Na audiência, Rosa Cardoso, uma das integrantes da Comissão da Verdade, afirmou que a petição dos Goulart possui "elementos concludentes" de que ele foi vítima da Operação Condor (ação conjunta das ditaduras da América do Sul).
O documento é assinado, entre outros familiares, pelo neto dele, Christopher Goulart.
O ex-presidente foi deposto em 1964 pelos militares, que iniciaram naquele ano uma ditadura de 21 anos no Brasil.
FILHO
O filho do ex-presidente João Vicente Goulart, 56, disse que a medida é "um grande primeiro passo" para esclarecer as causas da morte de seu pai. "Foi uma luta muito grande", afirmou à Folha.
Presidente do Instituto João Goulart, ele afirma que desde 2006 a família pede ao Ministério Público Federal que investigue o episódio.
Segundo ele, Goulart foi morto com a ingestão de uma cápsula envenenada, misturada aos remédios que ele tomava diariamente contra problemas cardíacos. O ex-agente uruguaio confirmou os fatos num depoimento à Polícia Federal, em 2008.
"Nós ficamos estupefatos", conta o filho do ex-presidente. "Jango é um bem cultural e imaterial da nação brasileira, e é uma obrigação do Estado brasileiro fazer essa investigação."
ETAPAS
Segundo a procuradora da República Suzete Bragagnolo, a exumação integra a investigação solicitada pela família, em 2006, que ainda está em andamento e apura a responsabilidade civil pelo caso. O inquérito criminal foi arquivado porque o crime de homicídio prescreveu, de acordo com a lei brasileira.
A Procuradoria ainda vai definir se o pedido de exumação pode ser feito administrativamente, por uma solicitação ao cemitério de São Borja, ou precisa ser encaminhado à Justiça. Isso vai depender do que diz a legislação municipal da cidade em que Goulart está enterrado.
A família já concedeu a autorização para a exumação, mas fez algumas exigências, como o acompanhamento de todo o processo e a participação de peritos argentinos na autópsia.

> [Exercícios propostos]
- A) Reescreva o trecho do texto citado que começa com as palavras "Segundo ele, Goulart" e termina com "a lei brasileira.", substituindo "estupefatos" por "perplexos".
- B) Diga se cada afirmação a seguir está de acordo com o texto citado, respondendo sim ou não e citando as palavras do texto que decidem a resposta: (i) a família pede ao Ministério Público Federal, desde 2006, que investigue o episódio; (ii) o inquérito criminal sobre o caso continua em andamento; (iii) a família exigiu que peritos uruguaios participassem da autópsia.

> [Dados armazenados]
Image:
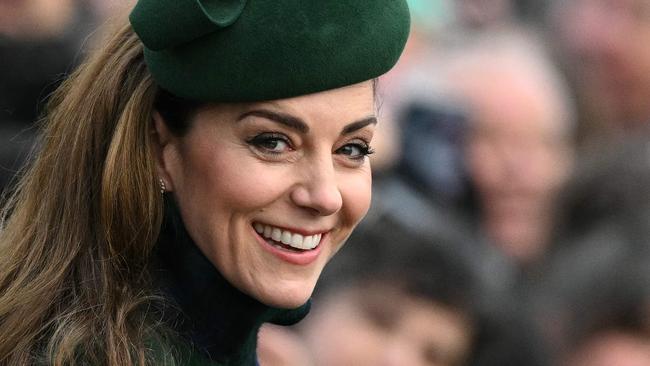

> [Soluções por tarefa]
- A)
Segundo ele, Goulart foi morto com a ingestão de uma cápsula envenenada, misturada aos remédios que ele tomava diariamente contra problemas cardíacos. O ex-agente uruguaio confirmou os fatos num depoimento à Polícia Federal, em 2008.
"Nós ficamos perplexos", conta o filho do ex-presidente. "Jango é um bem cultural e imaterial da nação brasileira, e é uma obrigação do Estado brasileiro fazer essa investigação."
ETAPAS
Segundo a procuradora da República Suzete Bragagnolo, a exumação integra a investigação solicitada pela família, em 2006, que ainda está em andamento e apura a responsabilidade civil pelo caso. O inquérito criminal foi arquivado porque o crime de homicídio prescreveu, de acordo com a lei brasileira.

- B)
(i) Sim: "desde 2006 a família pede ao Ministério Público Federal que investigue o episódio".
(ii) Não: "O inquérito criminal foi arquivado porque o crime de homicídio prescreveu".
(iii) Não: "a participação de peritos argentinos na autópsia".